§ **EXERCISE DESCRIPTION**
Report every line in the data below that contains the string "result".

§ **WORKING DATA**
=-=-=
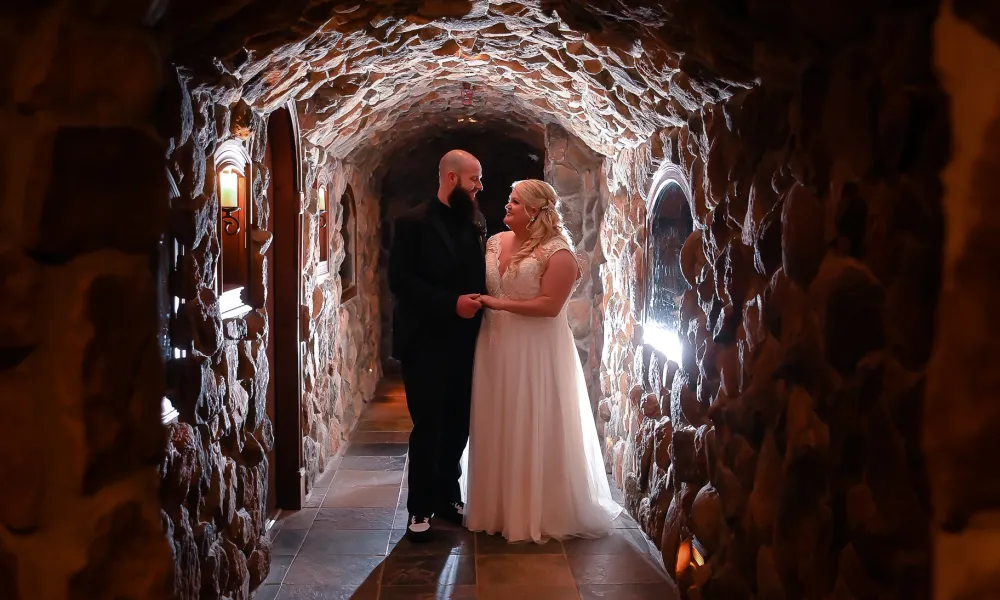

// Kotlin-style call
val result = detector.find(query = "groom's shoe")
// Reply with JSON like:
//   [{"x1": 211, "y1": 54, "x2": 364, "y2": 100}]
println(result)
[
  {"x1": 406, "y1": 515, "x2": 431, "y2": 542},
  {"x1": 434, "y1": 502, "x2": 465, "y2": 527}
]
=-=-=
§ **RESPONSE TO THE TASK**
val result = detector.find(query = "groom's shoe")
println(result)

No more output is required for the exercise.